→ Excerpted text
────────

Native American Resistance/ Battles Project By: Chekeria Hankins

  • Apache and Navajo Wars

    Apache and Navajo Wars
    In 1861, Cochise (1815?-74), a Chiricahua Apache, and five other Indian chiefs were seized and accused, wrongly, of cattle rustling and kidnapping a boy from a ranch. One chief was slain, Cochise escaped, and the four others were soon hanged. Encounters continued during the 1870's. By the 1880's it was a full-fledged war, lasting until September 3, 1886.
  • Sand Creek Massacre

    Sand Creek Massacre
    The Creek Massacre was an atrocity in the Indian Wars of the United States that occurred on November 29, 1864, when a 700-man force of Colorado Territory militia attacked and destroyed a village of friendly Cheyenne and Arapaho encamped in southeastern Colorado Territory, killing and mutilating an estimated 70–163 Indians, about two-thirds of whom were women and children.

────────

→ Stated task a
According to the excerpted text on Native American resistance, on what date did the Sand Creek Massacre occur?

Collected data entries:

────────

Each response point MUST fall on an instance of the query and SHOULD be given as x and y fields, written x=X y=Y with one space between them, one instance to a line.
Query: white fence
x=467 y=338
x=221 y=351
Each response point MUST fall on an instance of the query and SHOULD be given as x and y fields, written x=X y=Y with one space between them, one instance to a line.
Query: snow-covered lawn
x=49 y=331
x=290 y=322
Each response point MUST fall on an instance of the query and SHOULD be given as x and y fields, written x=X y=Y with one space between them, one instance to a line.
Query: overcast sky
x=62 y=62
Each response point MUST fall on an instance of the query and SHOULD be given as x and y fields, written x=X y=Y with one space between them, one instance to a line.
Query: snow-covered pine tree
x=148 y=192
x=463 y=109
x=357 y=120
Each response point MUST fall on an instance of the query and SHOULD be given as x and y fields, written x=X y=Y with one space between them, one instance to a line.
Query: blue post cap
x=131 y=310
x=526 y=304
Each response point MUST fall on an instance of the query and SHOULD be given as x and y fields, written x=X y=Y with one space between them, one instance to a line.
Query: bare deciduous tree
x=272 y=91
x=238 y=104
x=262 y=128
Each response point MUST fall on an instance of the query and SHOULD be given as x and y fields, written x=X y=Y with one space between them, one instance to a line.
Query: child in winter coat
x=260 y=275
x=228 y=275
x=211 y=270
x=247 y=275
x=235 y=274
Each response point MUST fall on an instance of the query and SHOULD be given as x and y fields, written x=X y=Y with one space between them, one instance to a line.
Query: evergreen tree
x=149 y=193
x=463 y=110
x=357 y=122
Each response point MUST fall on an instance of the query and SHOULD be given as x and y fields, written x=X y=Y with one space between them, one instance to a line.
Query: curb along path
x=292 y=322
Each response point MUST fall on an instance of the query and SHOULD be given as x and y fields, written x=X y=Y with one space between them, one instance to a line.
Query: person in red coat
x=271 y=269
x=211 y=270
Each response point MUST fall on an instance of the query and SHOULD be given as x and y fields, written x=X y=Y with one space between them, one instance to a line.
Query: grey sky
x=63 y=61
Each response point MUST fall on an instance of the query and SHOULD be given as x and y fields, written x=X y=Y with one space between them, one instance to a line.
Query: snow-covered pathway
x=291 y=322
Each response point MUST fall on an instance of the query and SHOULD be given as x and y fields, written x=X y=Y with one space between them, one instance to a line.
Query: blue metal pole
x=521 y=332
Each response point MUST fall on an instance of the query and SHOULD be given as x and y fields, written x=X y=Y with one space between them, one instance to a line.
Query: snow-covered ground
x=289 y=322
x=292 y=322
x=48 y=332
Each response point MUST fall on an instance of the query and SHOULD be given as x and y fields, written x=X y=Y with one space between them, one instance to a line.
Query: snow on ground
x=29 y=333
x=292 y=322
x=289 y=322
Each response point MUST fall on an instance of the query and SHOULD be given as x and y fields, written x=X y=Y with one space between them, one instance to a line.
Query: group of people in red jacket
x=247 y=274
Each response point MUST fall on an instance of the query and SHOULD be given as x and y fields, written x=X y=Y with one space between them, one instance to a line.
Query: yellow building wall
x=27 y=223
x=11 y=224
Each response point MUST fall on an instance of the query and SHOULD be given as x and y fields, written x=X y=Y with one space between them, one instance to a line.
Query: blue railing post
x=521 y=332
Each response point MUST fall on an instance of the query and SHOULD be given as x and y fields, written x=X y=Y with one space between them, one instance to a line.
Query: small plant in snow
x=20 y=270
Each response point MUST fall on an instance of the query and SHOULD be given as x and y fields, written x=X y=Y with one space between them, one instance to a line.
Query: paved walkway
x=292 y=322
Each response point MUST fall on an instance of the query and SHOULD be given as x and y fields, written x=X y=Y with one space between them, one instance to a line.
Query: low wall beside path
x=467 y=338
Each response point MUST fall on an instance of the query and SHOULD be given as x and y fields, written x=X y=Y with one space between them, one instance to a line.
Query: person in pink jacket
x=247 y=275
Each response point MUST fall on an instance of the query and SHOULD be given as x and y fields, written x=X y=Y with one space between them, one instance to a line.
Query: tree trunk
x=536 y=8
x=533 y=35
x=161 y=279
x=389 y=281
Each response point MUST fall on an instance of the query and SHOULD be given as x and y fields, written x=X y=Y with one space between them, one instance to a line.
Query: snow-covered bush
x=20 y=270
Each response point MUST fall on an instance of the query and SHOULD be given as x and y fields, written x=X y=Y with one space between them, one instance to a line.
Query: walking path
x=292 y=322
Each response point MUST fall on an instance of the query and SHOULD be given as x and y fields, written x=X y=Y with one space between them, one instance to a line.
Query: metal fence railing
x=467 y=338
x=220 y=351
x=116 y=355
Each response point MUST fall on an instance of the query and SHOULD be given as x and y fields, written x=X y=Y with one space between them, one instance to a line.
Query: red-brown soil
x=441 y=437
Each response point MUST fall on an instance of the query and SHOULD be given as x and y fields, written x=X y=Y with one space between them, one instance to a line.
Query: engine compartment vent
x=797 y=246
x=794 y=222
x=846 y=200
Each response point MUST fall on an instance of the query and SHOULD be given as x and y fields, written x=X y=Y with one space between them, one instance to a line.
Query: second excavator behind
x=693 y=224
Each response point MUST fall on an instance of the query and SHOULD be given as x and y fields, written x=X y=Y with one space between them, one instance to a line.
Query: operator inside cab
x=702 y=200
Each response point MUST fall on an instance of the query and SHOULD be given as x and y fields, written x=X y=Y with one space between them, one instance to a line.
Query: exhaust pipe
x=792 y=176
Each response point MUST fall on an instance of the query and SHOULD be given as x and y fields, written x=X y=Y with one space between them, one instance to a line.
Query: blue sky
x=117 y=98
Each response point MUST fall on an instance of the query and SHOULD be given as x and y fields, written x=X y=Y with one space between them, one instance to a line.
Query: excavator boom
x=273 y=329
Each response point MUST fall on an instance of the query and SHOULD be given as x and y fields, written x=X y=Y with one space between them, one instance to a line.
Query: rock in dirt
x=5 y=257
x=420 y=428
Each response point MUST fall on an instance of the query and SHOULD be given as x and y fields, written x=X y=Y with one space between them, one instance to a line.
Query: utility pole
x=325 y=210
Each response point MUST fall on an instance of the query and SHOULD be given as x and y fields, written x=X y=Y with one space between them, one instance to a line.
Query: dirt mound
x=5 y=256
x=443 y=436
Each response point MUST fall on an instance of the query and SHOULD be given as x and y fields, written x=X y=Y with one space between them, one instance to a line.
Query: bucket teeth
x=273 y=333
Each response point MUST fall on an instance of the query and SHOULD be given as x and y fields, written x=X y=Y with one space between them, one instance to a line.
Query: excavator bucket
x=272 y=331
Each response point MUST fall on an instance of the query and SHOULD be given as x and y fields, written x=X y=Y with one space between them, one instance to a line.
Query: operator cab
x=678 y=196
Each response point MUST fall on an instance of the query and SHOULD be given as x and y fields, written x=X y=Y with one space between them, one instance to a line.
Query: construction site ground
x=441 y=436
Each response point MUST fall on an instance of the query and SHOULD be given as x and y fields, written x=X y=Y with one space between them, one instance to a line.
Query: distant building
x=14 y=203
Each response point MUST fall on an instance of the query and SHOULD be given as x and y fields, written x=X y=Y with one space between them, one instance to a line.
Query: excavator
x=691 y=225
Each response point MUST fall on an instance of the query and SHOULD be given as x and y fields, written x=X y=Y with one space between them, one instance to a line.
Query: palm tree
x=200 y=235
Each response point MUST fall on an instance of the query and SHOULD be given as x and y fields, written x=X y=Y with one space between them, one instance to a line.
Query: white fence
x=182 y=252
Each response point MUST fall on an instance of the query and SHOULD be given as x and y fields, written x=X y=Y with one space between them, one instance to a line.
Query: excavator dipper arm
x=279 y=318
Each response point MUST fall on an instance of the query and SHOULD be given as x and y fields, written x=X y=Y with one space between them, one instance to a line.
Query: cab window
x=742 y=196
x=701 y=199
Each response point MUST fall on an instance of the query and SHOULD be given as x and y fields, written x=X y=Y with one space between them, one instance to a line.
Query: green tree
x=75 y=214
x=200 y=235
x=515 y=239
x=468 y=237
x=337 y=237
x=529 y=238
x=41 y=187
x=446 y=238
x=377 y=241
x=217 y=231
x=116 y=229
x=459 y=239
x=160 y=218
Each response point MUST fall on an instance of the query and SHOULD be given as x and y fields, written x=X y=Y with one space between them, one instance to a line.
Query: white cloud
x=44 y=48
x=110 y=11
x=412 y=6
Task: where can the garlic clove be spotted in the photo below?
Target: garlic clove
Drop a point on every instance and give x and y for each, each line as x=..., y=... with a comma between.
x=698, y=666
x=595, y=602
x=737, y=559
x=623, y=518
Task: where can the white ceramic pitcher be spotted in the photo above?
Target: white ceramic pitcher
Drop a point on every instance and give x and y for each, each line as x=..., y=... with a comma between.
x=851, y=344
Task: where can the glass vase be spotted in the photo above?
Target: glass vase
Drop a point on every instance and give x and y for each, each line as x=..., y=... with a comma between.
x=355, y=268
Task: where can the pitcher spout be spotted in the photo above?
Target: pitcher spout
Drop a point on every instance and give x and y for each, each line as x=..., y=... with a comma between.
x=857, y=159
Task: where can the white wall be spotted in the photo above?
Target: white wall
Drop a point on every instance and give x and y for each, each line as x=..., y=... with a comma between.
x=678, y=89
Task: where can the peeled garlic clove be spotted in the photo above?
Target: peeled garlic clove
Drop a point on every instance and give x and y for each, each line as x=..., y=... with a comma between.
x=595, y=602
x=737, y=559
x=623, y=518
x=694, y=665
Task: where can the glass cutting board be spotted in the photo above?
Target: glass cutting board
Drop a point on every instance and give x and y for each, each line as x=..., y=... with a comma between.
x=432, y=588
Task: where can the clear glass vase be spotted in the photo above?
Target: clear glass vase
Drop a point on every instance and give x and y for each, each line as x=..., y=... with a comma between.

────────

→ Stated task b
In the listing, replace "vase" with "bowl" in the part that opens with the line containing "Task: where can the clear" and ends with the last line of the listing. Give only those lines, with nothing else changed.

→ Response a
November 29, 1864

→ Response b
Task: where can the clear glass bowl be spotted in the photo above?
Target: clear glass bowl
Drop a point on every instance and give x and y for each, each line as x=..., y=... with a comma between.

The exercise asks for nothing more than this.